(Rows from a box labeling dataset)
— BEGIN —
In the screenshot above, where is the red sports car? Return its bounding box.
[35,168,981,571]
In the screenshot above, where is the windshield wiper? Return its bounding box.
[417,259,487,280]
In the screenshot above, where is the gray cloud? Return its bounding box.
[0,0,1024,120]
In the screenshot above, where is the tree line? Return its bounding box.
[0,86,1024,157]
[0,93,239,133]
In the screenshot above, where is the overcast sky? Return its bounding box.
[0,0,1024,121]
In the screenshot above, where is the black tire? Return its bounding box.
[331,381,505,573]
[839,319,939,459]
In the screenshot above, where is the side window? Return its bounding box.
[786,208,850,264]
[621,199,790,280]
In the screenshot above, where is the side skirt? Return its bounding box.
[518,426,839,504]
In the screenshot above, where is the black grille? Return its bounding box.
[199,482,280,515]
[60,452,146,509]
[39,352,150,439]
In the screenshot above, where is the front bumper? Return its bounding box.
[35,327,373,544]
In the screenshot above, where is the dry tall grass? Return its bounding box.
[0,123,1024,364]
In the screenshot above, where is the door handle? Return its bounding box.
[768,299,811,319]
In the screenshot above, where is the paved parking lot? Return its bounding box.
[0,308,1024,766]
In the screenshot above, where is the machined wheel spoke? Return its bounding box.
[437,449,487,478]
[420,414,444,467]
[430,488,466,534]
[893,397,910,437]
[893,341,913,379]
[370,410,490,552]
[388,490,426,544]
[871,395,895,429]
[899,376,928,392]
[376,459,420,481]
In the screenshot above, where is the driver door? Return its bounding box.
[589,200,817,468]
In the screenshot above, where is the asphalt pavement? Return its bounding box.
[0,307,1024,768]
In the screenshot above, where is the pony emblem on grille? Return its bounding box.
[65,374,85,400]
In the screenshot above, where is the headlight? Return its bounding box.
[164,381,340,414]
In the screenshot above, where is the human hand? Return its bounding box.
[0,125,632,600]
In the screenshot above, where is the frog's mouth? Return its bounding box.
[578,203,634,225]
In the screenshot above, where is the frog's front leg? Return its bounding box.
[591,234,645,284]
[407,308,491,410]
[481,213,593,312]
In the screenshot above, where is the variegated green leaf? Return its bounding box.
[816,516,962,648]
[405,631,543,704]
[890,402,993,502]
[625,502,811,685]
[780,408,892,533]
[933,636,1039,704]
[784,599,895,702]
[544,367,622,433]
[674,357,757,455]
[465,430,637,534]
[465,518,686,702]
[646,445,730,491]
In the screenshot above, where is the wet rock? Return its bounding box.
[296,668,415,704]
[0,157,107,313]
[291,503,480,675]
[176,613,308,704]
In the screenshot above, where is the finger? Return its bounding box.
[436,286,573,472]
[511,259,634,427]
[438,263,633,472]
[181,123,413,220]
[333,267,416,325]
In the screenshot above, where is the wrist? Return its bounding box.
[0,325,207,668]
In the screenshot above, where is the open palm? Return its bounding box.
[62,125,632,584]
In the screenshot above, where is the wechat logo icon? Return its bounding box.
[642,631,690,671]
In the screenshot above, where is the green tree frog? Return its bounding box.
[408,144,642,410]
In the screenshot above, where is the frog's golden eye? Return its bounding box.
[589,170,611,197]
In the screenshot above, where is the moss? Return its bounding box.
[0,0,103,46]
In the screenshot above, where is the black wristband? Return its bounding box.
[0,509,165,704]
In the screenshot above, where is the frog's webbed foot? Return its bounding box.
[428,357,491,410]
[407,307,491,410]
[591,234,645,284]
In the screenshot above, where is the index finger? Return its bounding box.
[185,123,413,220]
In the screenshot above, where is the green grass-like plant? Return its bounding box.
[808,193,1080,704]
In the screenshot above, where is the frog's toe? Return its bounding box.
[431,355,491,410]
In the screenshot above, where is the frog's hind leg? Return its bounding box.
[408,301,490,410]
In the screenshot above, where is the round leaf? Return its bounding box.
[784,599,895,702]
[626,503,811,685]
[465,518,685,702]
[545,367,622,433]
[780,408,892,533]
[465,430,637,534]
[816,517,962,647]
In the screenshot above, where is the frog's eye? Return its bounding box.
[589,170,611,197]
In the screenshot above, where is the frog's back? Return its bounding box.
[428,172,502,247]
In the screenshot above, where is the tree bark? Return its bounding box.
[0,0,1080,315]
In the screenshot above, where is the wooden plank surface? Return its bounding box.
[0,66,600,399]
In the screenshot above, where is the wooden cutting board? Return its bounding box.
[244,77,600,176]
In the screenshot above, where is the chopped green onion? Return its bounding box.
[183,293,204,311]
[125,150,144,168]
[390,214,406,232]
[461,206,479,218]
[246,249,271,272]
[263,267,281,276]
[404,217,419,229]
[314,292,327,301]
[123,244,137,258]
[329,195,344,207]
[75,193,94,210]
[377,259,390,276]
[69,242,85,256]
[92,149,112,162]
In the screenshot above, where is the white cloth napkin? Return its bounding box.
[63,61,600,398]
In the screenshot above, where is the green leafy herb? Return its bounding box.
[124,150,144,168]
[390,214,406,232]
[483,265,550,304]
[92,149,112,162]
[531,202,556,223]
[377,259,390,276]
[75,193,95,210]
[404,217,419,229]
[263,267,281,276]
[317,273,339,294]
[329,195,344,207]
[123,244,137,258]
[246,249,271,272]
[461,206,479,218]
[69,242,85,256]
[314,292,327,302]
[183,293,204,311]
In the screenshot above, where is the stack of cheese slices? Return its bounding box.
— END —
> _Objective_: Gather every line of the listing above that contains the string "front", and copy each of those lines in full. Case counts, so a line matches only when its letters agree in uppercase and lowercase.

> _The completed task_:
In the screenshot above, where is the front bumper? Return its bounding box.
In the screenshot above, where is the frog's front leg? Return its bounding box.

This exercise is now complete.